## Recorded data
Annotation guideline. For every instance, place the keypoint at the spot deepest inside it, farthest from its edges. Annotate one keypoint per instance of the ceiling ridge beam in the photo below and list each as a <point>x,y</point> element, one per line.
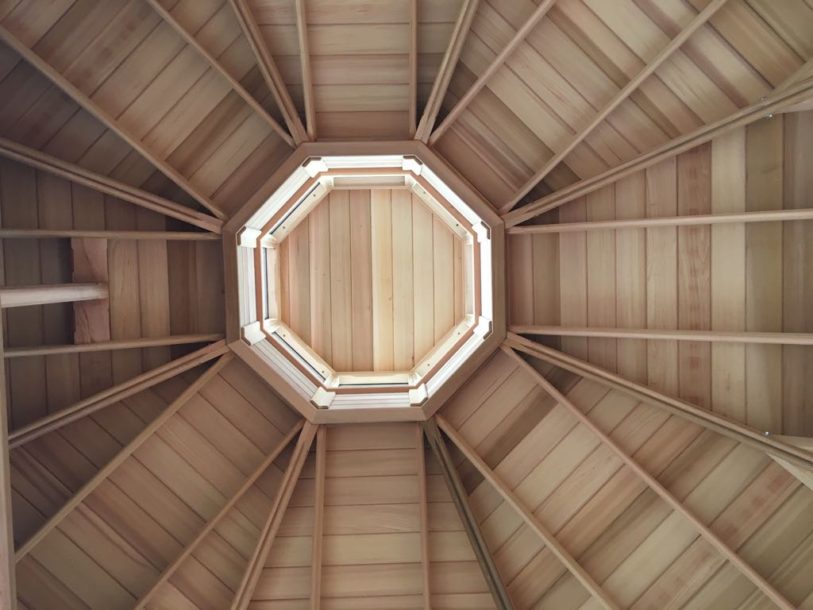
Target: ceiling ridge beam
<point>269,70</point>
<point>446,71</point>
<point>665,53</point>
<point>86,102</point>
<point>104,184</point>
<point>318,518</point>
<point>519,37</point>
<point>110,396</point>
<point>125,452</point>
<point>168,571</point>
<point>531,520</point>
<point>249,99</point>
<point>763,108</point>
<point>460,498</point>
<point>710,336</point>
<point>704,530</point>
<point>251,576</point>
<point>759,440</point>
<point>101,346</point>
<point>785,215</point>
* * *
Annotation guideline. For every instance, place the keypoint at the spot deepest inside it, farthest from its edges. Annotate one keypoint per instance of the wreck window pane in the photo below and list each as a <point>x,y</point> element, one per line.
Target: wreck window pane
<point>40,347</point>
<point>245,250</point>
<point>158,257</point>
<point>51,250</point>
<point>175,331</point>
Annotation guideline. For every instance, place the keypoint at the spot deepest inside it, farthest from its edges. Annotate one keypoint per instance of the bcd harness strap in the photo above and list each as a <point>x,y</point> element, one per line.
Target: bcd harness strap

## How to complete this task
Retype, in the same exact form, the lines of the material above from the line holding "the bcd harness" through the line holding "Target: bcd harness strap".

## Response to the exercise
Annotation guideline. For every instance, place the keypoint at the spot deepest inside it, farthest from its edges. Annotate one keypoint per instance of the bcd harness strap in the photo above and list each as a <point>x,y</point> element, one per line.
Target: bcd harness strap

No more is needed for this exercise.